RIYAD: En janvier 2015, Alberto Nisman, procureur argentin, a été retrouvé mort, une balle dans la tête, à son domicile de Buenos Aires. La découverte du corps a eu lieu quelques heures avant que M. Nisman n’accuse une ancienne présidente de l’Argentine d’avoir dissimulé l’implication de l’Iran dans deux attentats terroristes meurtriers perpétrés en Argentine.
Alberto Nisman avait accusé Cristina Fernández de Kirchner de dissimuler le rôle de Téhéran afin de préserver les relations entre les deux pays. Le procureur avait précédemment suggéré que l’attaque était probablement liée à la décision de mettre fin à la coopération de l’Argentine avec le programme nucléaire iranien.
Les circonstances qui ont entouré la mort de M. Nisman n’ont jamais été élucidées. Un nouveau rapport mené par l’Unité de recherche et d’études (RSU) d’Arab News, le troisième de sa série L'Iran en Amérique latine, examine le déclin constant de la relation entre l’Iran et l’Argentine –et son éventuelle réactivation.

Après une période de coopération nucléaire qui a débuté au milieu des années 1980, les relations ont été malmenées par les attentats à la bombe de Buenos Aires au début des années 1990, sous l’ère du président Carlos Menem, au pouvoir de 1989 à 1999.
Ces attentats à la bombe, le premier contre l’ambassade d’Israël en 1992 et le second contre l’Association mutuelle israélite d’Argentine (Amia) en 1994, ont détruit ce qui était auparavant une relation étroite et mutuellement avantageuse entre deux puissances moyennes.
Il est nécessaire d'analyser le contexte historique et le rôle de la principale partie impliquée dans la mise en œuvre de ces opérations terroristes, afin de comprendre comment ces événements se sont produits et ont affecté la nature des relations bilatérales.
L'Iran soutient le Hezbollah depuis que le mouvement a été créé au Liban en 1985 et a travaillé pour étendre son réseau sur les cinq continents.
Le Hezbollah a commencé ses opérations en Amérique latine au début des années 1990, utilisant la lucrative économie illégale de la région comme base pour lancer des attaques terroristes. Il a notamment su exploiter l'anarchie qui sévissait à la frontière tripartite où convergent le Brésil, l'Argentine et le Paraguay.
La région compte une importante population musulmane que le Hezbollah a exploitée directement ou que ses agents ont utilisée comme couverture. Le Brésil et l'Argentine abritent près de 5 millions de personnes d'origine arabe, notamment des personnalités éminentes telles que Carlos Menem.

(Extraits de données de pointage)
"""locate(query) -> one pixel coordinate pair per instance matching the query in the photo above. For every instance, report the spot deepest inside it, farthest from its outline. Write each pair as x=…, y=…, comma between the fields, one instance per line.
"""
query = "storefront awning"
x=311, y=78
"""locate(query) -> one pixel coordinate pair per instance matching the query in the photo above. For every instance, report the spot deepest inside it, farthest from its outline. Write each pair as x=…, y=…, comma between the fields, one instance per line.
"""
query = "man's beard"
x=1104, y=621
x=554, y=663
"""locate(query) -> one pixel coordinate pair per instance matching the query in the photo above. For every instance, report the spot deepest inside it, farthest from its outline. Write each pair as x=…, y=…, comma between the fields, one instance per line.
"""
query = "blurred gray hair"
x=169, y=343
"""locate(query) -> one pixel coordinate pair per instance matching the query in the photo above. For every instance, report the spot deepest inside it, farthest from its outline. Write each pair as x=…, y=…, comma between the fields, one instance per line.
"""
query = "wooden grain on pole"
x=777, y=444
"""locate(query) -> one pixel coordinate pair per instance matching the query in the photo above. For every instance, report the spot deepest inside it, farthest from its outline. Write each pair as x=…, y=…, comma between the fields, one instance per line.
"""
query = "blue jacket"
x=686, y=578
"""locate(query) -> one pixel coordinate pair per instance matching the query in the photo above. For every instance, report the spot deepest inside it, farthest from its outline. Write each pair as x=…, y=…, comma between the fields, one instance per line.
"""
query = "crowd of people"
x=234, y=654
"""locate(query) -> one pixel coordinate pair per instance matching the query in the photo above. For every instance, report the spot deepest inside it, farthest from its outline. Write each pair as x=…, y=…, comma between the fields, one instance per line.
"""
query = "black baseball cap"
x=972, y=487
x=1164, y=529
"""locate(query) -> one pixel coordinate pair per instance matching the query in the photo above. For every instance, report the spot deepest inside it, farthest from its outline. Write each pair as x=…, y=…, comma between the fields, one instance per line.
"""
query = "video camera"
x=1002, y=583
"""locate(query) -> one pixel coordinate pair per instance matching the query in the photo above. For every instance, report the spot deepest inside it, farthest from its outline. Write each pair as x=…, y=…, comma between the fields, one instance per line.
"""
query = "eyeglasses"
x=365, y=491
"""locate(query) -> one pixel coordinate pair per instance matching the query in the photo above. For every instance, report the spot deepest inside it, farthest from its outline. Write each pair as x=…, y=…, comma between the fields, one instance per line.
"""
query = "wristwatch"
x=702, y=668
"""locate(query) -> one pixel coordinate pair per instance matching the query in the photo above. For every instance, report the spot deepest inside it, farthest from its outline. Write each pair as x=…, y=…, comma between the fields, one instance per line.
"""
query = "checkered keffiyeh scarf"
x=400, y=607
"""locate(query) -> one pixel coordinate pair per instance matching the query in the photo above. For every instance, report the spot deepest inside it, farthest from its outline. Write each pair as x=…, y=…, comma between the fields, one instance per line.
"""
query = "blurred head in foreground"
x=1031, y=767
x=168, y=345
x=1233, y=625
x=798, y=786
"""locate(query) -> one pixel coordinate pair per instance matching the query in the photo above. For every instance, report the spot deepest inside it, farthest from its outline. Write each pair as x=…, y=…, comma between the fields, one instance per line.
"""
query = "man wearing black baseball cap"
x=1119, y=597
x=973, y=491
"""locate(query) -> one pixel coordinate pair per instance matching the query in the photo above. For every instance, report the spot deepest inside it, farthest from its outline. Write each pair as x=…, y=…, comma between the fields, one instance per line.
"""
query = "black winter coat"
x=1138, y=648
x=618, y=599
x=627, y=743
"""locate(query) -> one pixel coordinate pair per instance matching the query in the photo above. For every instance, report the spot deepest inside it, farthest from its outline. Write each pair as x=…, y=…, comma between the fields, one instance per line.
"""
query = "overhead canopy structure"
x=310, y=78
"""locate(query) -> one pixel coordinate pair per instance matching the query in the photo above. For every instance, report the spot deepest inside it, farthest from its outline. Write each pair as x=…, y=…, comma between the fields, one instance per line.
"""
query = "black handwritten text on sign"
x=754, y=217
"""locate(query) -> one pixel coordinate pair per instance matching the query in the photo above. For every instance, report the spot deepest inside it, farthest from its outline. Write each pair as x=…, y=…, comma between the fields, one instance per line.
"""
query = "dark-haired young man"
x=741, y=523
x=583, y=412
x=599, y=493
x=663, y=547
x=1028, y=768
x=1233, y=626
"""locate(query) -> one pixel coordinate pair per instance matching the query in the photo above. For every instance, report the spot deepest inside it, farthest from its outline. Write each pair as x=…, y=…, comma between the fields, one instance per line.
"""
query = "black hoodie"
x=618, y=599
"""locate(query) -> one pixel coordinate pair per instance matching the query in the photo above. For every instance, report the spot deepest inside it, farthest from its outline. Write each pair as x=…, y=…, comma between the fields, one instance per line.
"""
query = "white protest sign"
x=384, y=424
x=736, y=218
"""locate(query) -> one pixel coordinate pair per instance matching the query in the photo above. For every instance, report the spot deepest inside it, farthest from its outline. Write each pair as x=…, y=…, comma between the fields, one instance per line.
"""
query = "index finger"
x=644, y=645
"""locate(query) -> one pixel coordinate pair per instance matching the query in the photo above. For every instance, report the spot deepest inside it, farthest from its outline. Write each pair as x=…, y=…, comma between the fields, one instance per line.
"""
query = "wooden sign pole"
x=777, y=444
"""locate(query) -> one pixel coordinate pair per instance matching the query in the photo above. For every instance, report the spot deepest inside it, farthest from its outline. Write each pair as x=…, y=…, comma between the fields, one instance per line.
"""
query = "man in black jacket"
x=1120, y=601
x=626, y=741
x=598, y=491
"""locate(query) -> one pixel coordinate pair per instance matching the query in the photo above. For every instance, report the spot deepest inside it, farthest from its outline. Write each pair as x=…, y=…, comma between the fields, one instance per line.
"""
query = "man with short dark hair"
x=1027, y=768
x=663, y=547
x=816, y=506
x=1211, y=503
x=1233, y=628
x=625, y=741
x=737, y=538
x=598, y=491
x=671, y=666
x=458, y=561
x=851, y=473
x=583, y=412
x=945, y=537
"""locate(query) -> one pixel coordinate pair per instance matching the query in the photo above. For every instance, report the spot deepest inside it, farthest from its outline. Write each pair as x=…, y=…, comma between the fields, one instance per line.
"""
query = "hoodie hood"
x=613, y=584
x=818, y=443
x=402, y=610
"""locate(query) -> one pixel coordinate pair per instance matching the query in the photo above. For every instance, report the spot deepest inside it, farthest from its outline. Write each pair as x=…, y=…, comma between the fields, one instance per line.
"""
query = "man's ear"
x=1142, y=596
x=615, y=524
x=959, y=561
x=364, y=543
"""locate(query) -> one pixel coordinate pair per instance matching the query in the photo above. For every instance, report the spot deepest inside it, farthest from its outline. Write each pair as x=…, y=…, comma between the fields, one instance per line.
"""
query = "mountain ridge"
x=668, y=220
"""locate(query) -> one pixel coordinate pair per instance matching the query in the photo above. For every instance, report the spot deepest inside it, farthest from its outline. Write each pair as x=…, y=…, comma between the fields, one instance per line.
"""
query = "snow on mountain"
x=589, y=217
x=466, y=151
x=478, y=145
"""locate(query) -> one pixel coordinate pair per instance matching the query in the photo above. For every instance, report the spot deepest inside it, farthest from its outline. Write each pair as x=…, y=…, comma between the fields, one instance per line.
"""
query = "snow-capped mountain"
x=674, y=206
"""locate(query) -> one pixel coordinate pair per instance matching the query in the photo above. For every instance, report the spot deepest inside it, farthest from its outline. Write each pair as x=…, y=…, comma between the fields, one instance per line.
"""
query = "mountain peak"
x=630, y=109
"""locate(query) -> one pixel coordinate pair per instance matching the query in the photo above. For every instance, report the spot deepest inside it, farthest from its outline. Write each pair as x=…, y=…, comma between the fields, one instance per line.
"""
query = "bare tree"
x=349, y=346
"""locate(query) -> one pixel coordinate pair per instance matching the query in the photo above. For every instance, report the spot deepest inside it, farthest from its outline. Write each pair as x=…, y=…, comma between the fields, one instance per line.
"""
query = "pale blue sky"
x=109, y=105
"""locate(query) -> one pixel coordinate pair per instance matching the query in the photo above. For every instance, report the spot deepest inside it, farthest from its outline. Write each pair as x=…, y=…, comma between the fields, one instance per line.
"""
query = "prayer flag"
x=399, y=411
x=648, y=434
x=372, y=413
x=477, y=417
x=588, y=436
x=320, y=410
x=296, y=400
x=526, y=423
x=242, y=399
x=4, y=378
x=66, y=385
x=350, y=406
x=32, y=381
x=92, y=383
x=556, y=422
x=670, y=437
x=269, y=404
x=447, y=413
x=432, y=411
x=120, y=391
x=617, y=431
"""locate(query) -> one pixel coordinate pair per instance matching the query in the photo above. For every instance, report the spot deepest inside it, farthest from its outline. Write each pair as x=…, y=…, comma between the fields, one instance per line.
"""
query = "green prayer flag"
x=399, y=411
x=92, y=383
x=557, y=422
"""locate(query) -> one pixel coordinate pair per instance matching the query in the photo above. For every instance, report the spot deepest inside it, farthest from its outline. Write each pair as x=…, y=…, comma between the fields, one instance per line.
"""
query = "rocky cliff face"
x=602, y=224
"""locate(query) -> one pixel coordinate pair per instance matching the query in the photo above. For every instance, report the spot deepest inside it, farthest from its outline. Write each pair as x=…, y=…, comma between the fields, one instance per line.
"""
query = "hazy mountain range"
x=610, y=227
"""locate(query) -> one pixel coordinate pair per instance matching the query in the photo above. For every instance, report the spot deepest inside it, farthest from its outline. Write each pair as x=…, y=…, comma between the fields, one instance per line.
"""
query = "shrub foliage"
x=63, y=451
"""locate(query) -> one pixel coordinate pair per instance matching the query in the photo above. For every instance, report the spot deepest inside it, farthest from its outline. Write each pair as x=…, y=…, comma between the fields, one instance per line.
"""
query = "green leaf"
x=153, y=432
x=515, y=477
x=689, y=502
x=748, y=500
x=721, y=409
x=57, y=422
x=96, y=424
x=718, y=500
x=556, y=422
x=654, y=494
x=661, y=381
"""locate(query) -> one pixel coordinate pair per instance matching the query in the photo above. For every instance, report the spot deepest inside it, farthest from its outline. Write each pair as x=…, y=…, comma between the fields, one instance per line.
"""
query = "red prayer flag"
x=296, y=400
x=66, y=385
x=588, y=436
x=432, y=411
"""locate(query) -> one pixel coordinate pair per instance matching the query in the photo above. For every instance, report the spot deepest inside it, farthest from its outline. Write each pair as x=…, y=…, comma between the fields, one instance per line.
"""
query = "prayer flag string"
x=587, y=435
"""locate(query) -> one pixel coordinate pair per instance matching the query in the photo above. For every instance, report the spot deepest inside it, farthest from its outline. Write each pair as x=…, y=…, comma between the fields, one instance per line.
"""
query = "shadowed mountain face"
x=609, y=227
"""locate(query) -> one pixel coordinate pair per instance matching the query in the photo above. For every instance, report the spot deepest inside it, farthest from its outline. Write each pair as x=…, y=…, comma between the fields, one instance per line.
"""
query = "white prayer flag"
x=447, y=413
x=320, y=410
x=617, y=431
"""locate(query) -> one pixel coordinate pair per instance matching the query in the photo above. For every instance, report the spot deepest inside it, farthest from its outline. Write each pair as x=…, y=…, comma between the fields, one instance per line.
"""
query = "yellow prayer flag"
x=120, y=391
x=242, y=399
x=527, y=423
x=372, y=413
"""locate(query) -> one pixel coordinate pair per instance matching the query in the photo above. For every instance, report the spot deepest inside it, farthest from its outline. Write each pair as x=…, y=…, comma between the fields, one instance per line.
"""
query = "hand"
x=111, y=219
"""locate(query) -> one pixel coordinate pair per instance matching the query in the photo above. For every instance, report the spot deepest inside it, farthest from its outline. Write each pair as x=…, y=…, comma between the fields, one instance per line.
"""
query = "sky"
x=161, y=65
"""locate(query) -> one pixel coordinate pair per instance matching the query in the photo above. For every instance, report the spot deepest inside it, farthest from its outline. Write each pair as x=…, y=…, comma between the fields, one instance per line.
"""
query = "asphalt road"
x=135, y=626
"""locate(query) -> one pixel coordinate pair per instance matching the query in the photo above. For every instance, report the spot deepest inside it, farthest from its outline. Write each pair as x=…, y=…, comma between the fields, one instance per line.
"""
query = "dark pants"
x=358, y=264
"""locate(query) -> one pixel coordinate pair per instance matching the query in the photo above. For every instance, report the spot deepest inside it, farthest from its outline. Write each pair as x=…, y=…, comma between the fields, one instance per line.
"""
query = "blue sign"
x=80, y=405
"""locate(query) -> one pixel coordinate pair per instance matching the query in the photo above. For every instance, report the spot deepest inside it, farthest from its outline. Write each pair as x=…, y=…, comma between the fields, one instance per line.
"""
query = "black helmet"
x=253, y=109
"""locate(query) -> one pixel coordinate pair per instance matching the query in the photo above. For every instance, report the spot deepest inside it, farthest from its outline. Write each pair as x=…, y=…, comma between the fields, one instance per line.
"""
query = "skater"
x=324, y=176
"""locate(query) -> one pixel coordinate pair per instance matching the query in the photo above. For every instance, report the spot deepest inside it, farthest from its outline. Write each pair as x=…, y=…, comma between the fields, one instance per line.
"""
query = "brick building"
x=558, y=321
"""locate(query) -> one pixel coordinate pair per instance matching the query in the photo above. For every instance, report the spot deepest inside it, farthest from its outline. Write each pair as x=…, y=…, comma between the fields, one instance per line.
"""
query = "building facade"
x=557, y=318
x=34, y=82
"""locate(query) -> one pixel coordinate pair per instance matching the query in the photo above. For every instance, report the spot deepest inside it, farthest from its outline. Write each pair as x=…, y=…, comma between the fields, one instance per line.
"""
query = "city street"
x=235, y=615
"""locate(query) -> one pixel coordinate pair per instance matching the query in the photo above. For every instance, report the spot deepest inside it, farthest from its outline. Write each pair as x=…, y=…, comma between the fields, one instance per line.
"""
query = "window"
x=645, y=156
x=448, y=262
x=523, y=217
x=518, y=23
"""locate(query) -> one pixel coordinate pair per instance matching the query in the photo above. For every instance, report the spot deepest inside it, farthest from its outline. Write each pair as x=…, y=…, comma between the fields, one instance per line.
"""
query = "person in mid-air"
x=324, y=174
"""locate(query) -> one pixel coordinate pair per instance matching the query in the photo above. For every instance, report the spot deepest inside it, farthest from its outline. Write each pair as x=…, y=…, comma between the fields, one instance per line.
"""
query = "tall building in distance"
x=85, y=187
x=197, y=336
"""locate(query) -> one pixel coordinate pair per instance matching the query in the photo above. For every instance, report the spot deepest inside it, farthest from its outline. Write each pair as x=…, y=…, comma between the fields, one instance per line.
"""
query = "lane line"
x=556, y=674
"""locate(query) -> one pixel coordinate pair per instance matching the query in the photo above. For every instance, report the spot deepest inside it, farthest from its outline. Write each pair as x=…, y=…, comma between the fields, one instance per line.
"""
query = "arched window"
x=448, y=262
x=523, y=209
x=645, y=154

» **Travail à faire**
1. Modifiez le passage de l'article qui commence par "Il est nécessaire" et se termine par "des relations bilatérales." en remplaçant "contexte historique" par "cadre historique".
2. D'après l'article, en quelle année a eu lieu l'attentat contre l'Association mutuelle israélite d'Argentine (Amia) ?
Les lignes proviennent d'une autre source.

» **En réponse**
1.
Il est nécessaire d'analyser le cadre historique et le rôle de la principale partie impliquée dans la mise en œuvre de ces opérations terroristes, afin de comprendre comment ces événements se sont produits et ont affecté la nature des relations bilatérales.

2. En 1994.